■ Coordinate annotation entries ■
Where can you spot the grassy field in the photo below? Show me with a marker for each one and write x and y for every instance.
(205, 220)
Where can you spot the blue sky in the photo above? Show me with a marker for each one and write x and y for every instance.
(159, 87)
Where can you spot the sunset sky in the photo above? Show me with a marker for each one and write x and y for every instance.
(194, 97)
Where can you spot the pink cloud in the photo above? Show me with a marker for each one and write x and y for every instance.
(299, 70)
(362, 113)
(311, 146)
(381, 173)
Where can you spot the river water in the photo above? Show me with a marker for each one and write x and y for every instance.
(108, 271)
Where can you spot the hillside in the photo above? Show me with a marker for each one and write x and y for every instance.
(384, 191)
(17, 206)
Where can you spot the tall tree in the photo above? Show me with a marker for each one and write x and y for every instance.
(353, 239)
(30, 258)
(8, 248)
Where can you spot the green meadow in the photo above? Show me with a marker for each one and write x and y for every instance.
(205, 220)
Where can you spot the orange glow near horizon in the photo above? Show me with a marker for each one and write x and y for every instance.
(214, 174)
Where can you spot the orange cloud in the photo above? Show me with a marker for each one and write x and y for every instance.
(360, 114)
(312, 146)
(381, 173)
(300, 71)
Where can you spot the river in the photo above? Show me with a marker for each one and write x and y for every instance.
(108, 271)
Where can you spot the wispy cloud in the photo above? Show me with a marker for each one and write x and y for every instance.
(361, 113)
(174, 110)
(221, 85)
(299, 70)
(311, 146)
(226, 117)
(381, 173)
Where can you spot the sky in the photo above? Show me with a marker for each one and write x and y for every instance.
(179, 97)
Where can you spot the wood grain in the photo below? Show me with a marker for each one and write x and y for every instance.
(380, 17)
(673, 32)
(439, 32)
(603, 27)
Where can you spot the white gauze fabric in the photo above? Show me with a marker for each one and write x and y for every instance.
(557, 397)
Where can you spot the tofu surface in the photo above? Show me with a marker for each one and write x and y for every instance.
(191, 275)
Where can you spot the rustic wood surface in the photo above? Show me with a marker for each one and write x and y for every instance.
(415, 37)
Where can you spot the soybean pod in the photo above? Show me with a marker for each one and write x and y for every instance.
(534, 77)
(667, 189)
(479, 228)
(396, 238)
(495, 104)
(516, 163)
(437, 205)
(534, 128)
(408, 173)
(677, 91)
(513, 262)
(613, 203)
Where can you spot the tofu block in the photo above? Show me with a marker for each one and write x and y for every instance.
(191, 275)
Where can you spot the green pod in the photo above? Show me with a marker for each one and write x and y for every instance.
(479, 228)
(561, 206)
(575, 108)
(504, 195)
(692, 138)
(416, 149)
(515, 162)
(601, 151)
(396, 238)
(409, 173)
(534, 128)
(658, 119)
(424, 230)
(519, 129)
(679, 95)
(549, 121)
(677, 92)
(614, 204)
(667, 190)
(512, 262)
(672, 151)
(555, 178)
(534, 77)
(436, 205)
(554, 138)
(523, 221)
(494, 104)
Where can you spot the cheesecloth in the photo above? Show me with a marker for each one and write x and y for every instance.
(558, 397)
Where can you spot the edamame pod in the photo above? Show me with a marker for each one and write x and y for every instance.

■ TASK DESCRIPTION ■
Can you rewrite all of the entries above, changing every "marker" to "pin" and keeping everything else the same?

■ ANSWER TO THE TASK ■
Where can you spot the grassy field in the photo below? Show me with a pin for each one and write x and y for every instance.
(205, 220)
Where can you spot the blue sky in the photo above? Show me with a pin for each one and write x and y for every instance.
(159, 87)
Where can you spot the sunset sky in the photo above? Show me with a pin for each one and write x and y for every instance.
(194, 97)
Where can you spot the pink cloud in the photo above? Show me with a pin for each one and write x and y for every instance.
(299, 70)
(362, 113)
(311, 146)
(381, 173)
Where can you spot the river water in the photo above? Show me with a pin for each one and write x and y for every instance.
(108, 271)
Where can you spot the hillside in the photo above? Show me with a pin for each one and write x and y for every instance.
(384, 191)
(17, 206)
Where can you spot the tall tree in the photo above? Show me with a pin for each one and write x and y for every instance.
(353, 239)
(30, 258)
(8, 248)
Where can you spot the green meadow in the photo above? Show me with a pin for each one and write x and y for every instance.
(205, 220)
Where can you spot the orange glow near horizon in the photo above? Show me with a pin for each one and write x and y for every instance.
(214, 174)
Where can you spot the orange cloud in the photo above? Show me with a pin for each one and write x and y for every instance.
(360, 114)
(312, 146)
(381, 173)
(300, 71)
Where can you spot the river in the photo above? Show me with a pin for each one and write x and y for every instance.
(108, 271)
Where can you spot the wispy cloud in the photo above? Show me with a pin for each one and write x and y for every instance.
(361, 113)
(174, 110)
(221, 85)
(299, 70)
(311, 146)
(226, 117)
(381, 173)
Where can you spot the sky in the photo above? Show me with a pin for each one and write x and y for every instance.
(179, 97)
Where can you spot the wood grain in the photo below? Show me with a pin for each one and write x and y for every instance.
(380, 17)
(673, 32)
(439, 32)
(603, 27)
Where can you spot the white gauze fabric in the photo above? Show me with a pin for each one and write x and y for every instance.
(557, 397)
Where can you spot the tofu surface in the photo above? Show me with a pin for each one and write x and y for every instance.
(191, 275)
Where can you spot the rustic wood surface in the photo above? Show me with a pin for each one and write x and y for every instance.
(415, 37)
Where can you spot the soybean pod in the photo above? Show me with a pin for each one and write x and y for every instance.
(534, 77)
(667, 189)
(479, 228)
(396, 238)
(495, 104)
(516, 163)
(437, 205)
(534, 128)
(408, 173)
(677, 91)
(513, 262)
(613, 203)
Where can you spot the tofu block in the photo above? Show me with a pin for each one and write x and y for every instance.
(191, 275)
Where can you spot the green pod in the photo above? Show me with a pin for each one and write x and y for every instance.
(479, 228)
(561, 206)
(575, 108)
(504, 195)
(692, 138)
(416, 149)
(515, 162)
(601, 151)
(396, 238)
(409, 173)
(534, 128)
(658, 119)
(424, 230)
(519, 129)
(679, 95)
(549, 121)
(677, 92)
(614, 204)
(667, 190)
(512, 262)
(672, 151)
(555, 178)
(534, 77)
(436, 205)
(554, 138)
(523, 221)
(494, 104)
Where can you spot the cheesecloth in the photo above? Show me with a pin for each one and write x and y for every instance.
(558, 397)
Where can you spot the edamame pod in the photo above? Show me with a pin for each one and write x and y for every instance.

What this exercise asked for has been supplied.